Written task:
Reproduce the items below from the line containing "For the evaluation set, tag each instance of the floating" through the line containing "(1277, 175)", both ends included and nothing beyond them, keeping each request unchanged. Offset every number in the answer coordinates by -38.

[Stored entries]
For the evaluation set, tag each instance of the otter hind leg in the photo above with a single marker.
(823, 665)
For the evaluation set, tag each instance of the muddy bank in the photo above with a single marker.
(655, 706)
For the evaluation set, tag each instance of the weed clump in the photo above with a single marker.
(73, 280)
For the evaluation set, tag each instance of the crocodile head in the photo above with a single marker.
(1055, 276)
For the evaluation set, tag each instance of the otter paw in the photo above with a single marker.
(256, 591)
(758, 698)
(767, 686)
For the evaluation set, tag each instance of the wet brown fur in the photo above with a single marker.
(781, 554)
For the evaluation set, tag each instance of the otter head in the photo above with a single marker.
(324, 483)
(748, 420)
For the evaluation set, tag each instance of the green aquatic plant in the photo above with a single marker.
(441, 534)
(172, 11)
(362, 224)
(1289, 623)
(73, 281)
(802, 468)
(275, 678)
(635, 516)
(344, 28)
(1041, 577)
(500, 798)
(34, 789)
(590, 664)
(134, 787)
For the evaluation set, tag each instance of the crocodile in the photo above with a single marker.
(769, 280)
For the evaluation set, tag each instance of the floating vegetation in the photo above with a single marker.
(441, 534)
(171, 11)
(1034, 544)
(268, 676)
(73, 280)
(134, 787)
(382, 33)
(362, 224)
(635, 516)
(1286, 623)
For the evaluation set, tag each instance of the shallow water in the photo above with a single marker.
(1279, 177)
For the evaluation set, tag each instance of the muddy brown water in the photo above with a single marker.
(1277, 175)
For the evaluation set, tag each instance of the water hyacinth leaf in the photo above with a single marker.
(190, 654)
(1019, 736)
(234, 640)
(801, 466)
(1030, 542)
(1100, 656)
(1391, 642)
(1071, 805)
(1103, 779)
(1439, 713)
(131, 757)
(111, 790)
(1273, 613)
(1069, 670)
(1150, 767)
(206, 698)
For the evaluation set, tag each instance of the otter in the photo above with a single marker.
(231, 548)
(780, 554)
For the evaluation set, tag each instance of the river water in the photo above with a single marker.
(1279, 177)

Result of the exercise:
For the evaluation set, tag each instance of the floating vegetation in the photo above with a single marker.
(403, 496)
(133, -27)
(996, 506)
(230, 638)
(35, 242)
(96, 749)
(344, -5)
(324, 186)
(597, 478)
(1248, 585)
For the evaluation set, tag each instance of the shallow water in the photo above with a single marker.
(1241, 139)
For the evaluation set, tag each instance of the muddy brown water in the photo above with a single marker.
(1239, 137)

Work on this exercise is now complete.